> [Your task]: Could the listing below be returned exactly, with its pictures left out?

■ ■ ■

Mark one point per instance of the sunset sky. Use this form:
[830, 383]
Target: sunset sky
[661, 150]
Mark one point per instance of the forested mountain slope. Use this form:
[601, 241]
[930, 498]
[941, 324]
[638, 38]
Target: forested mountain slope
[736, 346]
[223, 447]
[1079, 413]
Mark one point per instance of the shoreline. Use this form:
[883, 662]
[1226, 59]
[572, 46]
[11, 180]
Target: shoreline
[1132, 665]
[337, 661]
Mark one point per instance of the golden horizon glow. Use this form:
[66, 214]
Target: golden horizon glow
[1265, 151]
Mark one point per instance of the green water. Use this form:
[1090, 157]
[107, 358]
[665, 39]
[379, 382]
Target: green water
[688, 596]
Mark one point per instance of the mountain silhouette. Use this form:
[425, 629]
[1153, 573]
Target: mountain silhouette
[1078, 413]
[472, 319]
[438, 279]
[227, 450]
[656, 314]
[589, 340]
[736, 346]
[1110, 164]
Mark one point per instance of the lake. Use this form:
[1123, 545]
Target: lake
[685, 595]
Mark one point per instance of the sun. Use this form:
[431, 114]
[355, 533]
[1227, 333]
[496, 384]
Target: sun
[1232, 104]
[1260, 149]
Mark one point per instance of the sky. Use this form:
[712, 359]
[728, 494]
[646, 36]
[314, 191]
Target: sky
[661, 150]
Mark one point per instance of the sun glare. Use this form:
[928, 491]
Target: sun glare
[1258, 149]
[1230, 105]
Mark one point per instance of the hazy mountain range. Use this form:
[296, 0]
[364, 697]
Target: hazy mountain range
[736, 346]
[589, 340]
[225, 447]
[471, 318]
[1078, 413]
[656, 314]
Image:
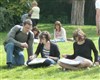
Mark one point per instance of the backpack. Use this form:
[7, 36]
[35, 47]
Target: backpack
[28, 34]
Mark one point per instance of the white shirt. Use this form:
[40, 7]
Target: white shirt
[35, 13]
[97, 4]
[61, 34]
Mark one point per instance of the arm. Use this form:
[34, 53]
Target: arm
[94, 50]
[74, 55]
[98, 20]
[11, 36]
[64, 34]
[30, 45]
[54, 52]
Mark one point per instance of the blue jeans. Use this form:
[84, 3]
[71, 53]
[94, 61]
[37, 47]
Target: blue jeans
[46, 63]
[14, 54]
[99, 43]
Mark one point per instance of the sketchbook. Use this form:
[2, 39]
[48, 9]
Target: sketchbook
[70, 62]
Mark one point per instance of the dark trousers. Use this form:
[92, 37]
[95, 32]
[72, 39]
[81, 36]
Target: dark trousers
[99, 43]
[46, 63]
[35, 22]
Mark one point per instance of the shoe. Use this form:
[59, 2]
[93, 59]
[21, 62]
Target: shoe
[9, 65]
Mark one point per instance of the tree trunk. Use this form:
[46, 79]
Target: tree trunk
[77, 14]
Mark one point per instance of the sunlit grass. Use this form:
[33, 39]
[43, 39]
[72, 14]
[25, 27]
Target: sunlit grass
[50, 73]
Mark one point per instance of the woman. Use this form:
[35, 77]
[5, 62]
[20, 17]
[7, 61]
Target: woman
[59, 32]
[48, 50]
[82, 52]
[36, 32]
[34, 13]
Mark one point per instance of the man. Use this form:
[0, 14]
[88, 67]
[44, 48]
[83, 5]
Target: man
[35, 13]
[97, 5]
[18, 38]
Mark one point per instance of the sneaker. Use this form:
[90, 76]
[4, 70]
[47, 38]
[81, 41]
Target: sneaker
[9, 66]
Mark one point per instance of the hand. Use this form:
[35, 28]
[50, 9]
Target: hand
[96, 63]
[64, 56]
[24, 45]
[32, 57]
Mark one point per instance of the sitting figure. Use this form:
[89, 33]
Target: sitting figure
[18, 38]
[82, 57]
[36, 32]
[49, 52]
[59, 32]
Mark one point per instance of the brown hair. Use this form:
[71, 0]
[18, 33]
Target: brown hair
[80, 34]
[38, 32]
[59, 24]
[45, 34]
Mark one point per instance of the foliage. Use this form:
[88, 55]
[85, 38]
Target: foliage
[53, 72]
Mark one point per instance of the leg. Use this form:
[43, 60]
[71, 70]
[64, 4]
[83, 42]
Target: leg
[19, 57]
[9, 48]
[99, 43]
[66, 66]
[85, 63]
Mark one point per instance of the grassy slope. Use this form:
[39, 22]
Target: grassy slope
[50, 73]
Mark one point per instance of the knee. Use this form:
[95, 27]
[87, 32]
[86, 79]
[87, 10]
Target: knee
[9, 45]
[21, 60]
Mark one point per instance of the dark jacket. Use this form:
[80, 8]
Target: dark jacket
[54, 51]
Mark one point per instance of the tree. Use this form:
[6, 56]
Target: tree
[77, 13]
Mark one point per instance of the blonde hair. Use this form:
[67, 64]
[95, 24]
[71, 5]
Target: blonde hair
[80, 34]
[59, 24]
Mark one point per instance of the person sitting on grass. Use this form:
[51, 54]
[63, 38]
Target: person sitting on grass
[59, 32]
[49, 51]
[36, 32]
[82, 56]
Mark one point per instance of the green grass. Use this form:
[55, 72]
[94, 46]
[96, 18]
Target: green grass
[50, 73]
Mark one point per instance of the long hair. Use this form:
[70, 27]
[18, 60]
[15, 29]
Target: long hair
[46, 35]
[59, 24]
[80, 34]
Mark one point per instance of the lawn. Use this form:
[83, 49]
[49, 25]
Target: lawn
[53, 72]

■ ■ ■

> [Answer to the problem]:
Mark one point per instance of the sunset sky. Use this form:
[830, 383]
Target: sunset sky
[661, 150]
Mark one point per instance of the forested mountain slope. Use this form:
[601, 241]
[930, 498]
[941, 324]
[638, 38]
Target: forested mountain slope
[736, 346]
[223, 447]
[1079, 413]
Mark one point per instance of the shoreline. Use this form:
[883, 662]
[1226, 59]
[572, 46]
[11, 180]
Target: shoreline
[1132, 665]
[337, 661]
Mark one point per instance of the golden horizon glow. Use this form:
[66, 214]
Target: golden horizon glow
[1265, 151]
Mark one point per instance of the green water. Use this form:
[1090, 157]
[107, 358]
[665, 39]
[379, 382]
Target: green water
[688, 596]
Mark one point per instance of the mountain silhouette. Use this form:
[425, 629]
[1153, 573]
Target: mountain silhouette
[1078, 413]
[472, 319]
[438, 279]
[227, 450]
[656, 314]
[589, 340]
[736, 346]
[1110, 164]
Mark one point per instance of the lake. Use this form:
[1123, 545]
Target: lake
[685, 595]
Mark one point per instance of the sun. Use this form:
[431, 114]
[355, 533]
[1227, 333]
[496, 384]
Target: sun
[1232, 104]
[1260, 149]
Mark one point per instance of the sky. Use this form:
[712, 359]
[728, 494]
[646, 36]
[314, 191]
Target: sky
[661, 150]
Mark one point per instance of the sun glare. Use this form:
[928, 491]
Target: sun glare
[1258, 149]
[1230, 105]
Mark one point per instance of the hazy mountain range. Use this form:
[296, 0]
[364, 697]
Target: hazy mountain range
[736, 346]
[589, 340]
[225, 447]
[471, 318]
[1078, 413]
[656, 314]
Image:
Mark one point per instance of the backpack. Use this form:
[7, 36]
[35, 47]
Target: backpack
[28, 34]
Mark one point per instance of the white shirt. Use this form:
[40, 7]
Target: white shirt
[35, 13]
[97, 4]
[61, 34]
Mark one point per instance of the arm. Use this form:
[34, 53]
Target: arm
[94, 50]
[74, 55]
[98, 20]
[11, 36]
[64, 34]
[30, 45]
[54, 52]
Mark one point per instance of the blue jeans. Use this form:
[84, 3]
[71, 53]
[94, 61]
[37, 47]
Target: blue jeans
[46, 63]
[14, 54]
[99, 43]
Mark one point per instance of the sketchbook. Use this form:
[2, 39]
[48, 9]
Target: sketchbook
[70, 62]
Mark one point per instance of the dark trousers. Use this form:
[92, 37]
[95, 32]
[72, 39]
[81, 36]
Target: dark trousers
[99, 43]
[46, 63]
[35, 22]
Mark one point per instance of the shoe. Use this form:
[59, 2]
[93, 59]
[21, 62]
Target: shoe
[9, 65]
Mark one point per instance of the tree trunk. Use this form:
[46, 79]
Target: tree trunk
[77, 14]
Mark one point per instance of the sunlit grass. Use this form:
[33, 39]
[43, 39]
[72, 14]
[25, 27]
Target: sunlit grass
[50, 73]
Mark one point per instance of the woman. Use this form:
[35, 77]
[5, 62]
[20, 17]
[7, 61]
Target: woman
[59, 32]
[48, 50]
[82, 52]
[36, 32]
[34, 13]
Mark one point per instance of the man. Use this form:
[0, 14]
[88, 67]
[44, 48]
[83, 5]
Target: man
[35, 13]
[97, 5]
[18, 38]
Mark one point per instance of the sneaker. Use this form:
[90, 76]
[4, 70]
[47, 38]
[81, 41]
Target: sneaker
[9, 66]
Mark one point per instance of the hand. Use this form:
[35, 28]
[50, 9]
Target: hand
[96, 63]
[64, 56]
[24, 45]
[32, 57]
Mark one point per instance of the sitting figure. Use this form:
[89, 33]
Target: sitting figure
[18, 38]
[82, 57]
[36, 32]
[49, 52]
[59, 32]
Mark one point per instance of the brown hair. Use this form:
[71, 0]
[18, 33]
Target: brown hair
[80, 34]
[38, 32]
[59, 24]
[45, 34]
Mark one point per instance of the foliage. Use this form:
[88, 55]
[85, 38]
Target: foliage
[53, 72]
Mark one point per instance of the leg. Use this form:
[43, 60]
[71, 70]
[64, 4]
[83, 42]
Target: leg
[19, 57]
[9, 48]
[99, 43]
[66, 66]
[85, 63]
Mark one point per instance of the grassy slope. Use this form:
[39, 22]
Target: grassy slope
[50, 73]
Mark one point per instance of the knee. Use this form:
[95, 27]
[87, 32]
[86, 79]
[87, 10]
Target: knee
[9, 45]
[21, 60]
Mark one point per instance of the dark jacket. Use this form:
[80, 8]
Target: dark jacket
[54, 51]
Mark one point per instance of the tree. Use this form:
[6, 56]
Target: tree
[77, 13]
Mark one point per instance of the blonde hair. Use this form:
[67, 64]
[95, 24]
[71, 5]
Target: blonde hair
[80, 34]
[59, 24]
Mark one point per instance of the person sitting on grass. Use this form:
[51, 54]
[63, 38]
Target: person sitting on grass
[59, 32]
[49, 51]
[36, 32]
[82, 56]
Mark one point per instance of the green grass. Use this form:
[55, 72]
[94, 46]
[96, 18]
Target: green grass
[50, 73]
Mark one point per instance of the long hair. Use this form:
[70, 27]
[18, 60]
[15, 29]
Target: long hair
[46, 35]
[59, 24]
[80, 34]
Mark one point per instance of the lawn. Use this form:
[83, 49]
[49, 25]
Target: lawn
[53, 72]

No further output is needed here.